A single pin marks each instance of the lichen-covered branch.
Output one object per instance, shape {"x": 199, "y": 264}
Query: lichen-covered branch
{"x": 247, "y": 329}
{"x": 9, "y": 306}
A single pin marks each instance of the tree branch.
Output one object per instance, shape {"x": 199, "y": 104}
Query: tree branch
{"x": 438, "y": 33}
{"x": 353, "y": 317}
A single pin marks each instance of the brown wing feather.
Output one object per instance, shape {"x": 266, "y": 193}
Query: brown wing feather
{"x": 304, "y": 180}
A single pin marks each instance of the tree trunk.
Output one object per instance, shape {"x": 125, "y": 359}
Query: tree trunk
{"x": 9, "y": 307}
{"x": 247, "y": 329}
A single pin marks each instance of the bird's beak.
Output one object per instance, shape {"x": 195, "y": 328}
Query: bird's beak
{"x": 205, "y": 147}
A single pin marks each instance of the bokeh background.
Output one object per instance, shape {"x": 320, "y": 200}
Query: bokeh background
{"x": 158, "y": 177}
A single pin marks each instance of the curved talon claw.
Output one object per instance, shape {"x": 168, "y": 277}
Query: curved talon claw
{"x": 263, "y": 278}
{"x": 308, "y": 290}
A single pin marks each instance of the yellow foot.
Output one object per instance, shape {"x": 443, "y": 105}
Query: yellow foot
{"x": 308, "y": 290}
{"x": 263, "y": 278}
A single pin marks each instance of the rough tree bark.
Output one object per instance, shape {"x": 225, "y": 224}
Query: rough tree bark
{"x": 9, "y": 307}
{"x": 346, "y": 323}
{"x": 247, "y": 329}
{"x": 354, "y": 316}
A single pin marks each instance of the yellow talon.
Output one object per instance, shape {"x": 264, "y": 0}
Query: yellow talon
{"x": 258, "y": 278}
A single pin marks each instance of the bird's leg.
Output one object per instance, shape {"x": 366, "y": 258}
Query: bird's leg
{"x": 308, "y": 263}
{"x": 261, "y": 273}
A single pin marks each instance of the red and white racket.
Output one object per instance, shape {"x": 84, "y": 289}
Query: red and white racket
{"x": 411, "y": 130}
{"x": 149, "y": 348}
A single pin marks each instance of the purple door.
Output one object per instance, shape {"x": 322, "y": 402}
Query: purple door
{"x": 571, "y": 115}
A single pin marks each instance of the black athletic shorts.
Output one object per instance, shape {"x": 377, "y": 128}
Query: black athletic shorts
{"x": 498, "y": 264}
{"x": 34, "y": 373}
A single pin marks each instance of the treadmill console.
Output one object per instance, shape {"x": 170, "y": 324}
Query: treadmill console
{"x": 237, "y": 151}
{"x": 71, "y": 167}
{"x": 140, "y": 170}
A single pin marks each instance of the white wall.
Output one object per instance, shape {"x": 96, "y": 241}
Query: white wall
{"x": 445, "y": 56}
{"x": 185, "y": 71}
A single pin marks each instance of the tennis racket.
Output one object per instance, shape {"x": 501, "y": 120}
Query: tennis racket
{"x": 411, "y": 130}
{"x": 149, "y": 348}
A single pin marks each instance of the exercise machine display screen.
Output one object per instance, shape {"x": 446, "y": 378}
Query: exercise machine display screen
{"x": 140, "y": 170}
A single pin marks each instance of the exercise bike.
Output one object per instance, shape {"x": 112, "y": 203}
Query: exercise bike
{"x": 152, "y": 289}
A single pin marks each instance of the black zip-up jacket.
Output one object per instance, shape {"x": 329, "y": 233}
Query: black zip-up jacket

> _Work to do_
Arrange the lines above as a Markdown table with the columns Row and Line. Give each line a row number and leave out any blank lines.

> _Task output_
| Row | Line |
|---|---|
| 1 | A single pin marks each instance of the lichen-covered branch. |
| 2 | Output one object per instance, shape {"x": 199, "y": 264} |
| 3 | Query: lichen-covered branch |
| 4 | {"x": 247, "y": 329} |
| 5 | {"x": 9, "y": 306} |
| 6 | A single pin marks each instance of the tree branch. |
| 7 | Output one object per instance, shape {"x": 199, "y": 104} |
| 8 | Query: tree branch |
| 9 | {"x": 438, "y": 33} |
| 10 | {"x": 353, "y": 317} |
| 11 | A single pin marks each instance of the brown wing feather. |
| 12 | Output one object per instance, shape {"x": 266, "y": 193} |
| 13 | Query: brown wing feather |
| 14 | {"x": 304, "y": 180} |
| 15 | A single pin marks each instance of the tree trunk. |
| 16 | Output one object per instance, shape {"x": 125, "y": 359} |
| 17 | Query: tree trunk |
| 18 | {"x": 9, "y": 307} |
| 19 | {"x": 247, "y": 329} |
| 20 | A single pin marks each instance of the bird's beak. |
| 21 | Output one object per instance, shape {"x": 195, "y": 328} |
| 22 | Query: bird's beak |
| 23 | {"x": 205, "y": 147} |
| 24 | A single pin marks each instance of the bokeh background. |
| 25 | Output one object per instance, shape {"x": 320, "y": 200} |
| 26 | Query: bokeh background |
| 27 | {"x": 158, "y": 177} |
| 28 | A single pin marks each instance of the curved talon claw. |
| 29 | Output one object per instance, shape {"x": 168, "y": 277} |
| 30 | Query: curved talon claw |
| 31 | {"x": 263, "y": 278} |
| 32 | {"x": 308, "y": 290} |
| 33 | A single pin marks each instance of the yellow foot. |
| 34 | Output one object per instance, shape {"x": 443, "y": 105} |
| 35 | Query: yellow foot |
| 36 | {"x": 308, "y": 290} |
| 37 | {"x": 263, "y": 278} |
| 38 | A single pin marks each instance of the rough tree bark. |
| 39 | Output one object per instance, shape {"x": 225, "y": 224} |
| 40 | Query: rough tree bark |
| 41 | {"x": 9, "y": 307} |
| 42 | {"x": 346, "y": 323} |
| 43 | {"x": 247, "y": 329} |
| 44 | {"x": 354, "y": 316} |
| 45 | A single pin marks each instance of the yellow talon. |
| 46 | Output one object per instance, shape {"x": 264, "y": 0} |
| 47 | Query: yellow talon |
| 48 | {"x": 258, "y": 278} |
| 49 | A single pin marks each instance of the bird's leg. |
| 50 | Output one object per instance, shape {"x": 366, "y": 258} |
| 51 | Query: bird's leg |
| 52 | {"x": 308, "y": 263} |
| 53 | {"x": 261, "y": 273} |
| 54 | A single pin marks each instance of the red and white racket. |
| 55 | Output one object per instance, shape {"x": 84, "y": 289} |
| 56 | Query: red and white racket |
| 57 | {"x": 411, "y": 130} |
| 58 | {"x": 149, "y": 348} |
| 59 | A single pin marks each instance of the purple door. |
| 60 | Output one object per instance, shape {"x": 322, "y": 402} |
| 61 | Query: purple door |
| 62 | {"x": 571, "y": 115} |
| 63 | A single pin marks each instance of the black athletic shorts. |
| 64 | Output one object per instance, shape {"x": 377, "y": 128} |
| 65 | Query: black athletic shorts |
| 66 | {"x": 498, "y": 264} |
| 67 | {"x": 34, "y": 373} |
| 68 | A single pin marks each instance of the treadmill console. |
| 69 | Output one object per instance, shape {"x": 170, "y": 324} |
| 70 | Query: treadmill console |
| 71 | {"x": 237, "y": 151} |
| 72 | {"x": 71, "y": 167} |
| 73 | {"x": 140, "y": 170} |
| 74 | A single pin marks each instance of the white wall. |
| 75 | Output one object per instance, shape {"x": 96, "y": 241} |
| 76 | Query: white wall |
| 77 | {"x": 445, "y": 56} |
| 78 | {"x": 185, "y": 71} |
| 79 | A single pin marks each instance of the tennis racket. |
| 80 | Output one object per instance, shape {"x": 501, "y": 120} |
| 81 | Query: tennis racket |
| 82 | {"x": 411, "y": 130} |
| 83 | {"x": 149, "y": 348} |
| 84 | A single pin marks each instance of the exercise machine display screen. |
| 85 | Output one object per instance, shape {"x": 446, "y": 378} |
| 86 | Query: exercise machine display screen |
| 87 | {"x": 140, "y": 170} |
| 88 | A single pin marks each instance of the exercise bike. |
| 89 | Output one object per instance, shape {"x": 112, "y": 203} |
| 90 | Query: exercise bike |
| 91 | {"x": 152, "y": 289} |
| 92 | A single pin marks each instance of the black zip-up jacket. |
| 93 | Output one object per instance, shape {"x": 329, "y": 233} |
| 94 | Query: black zip-up jacket |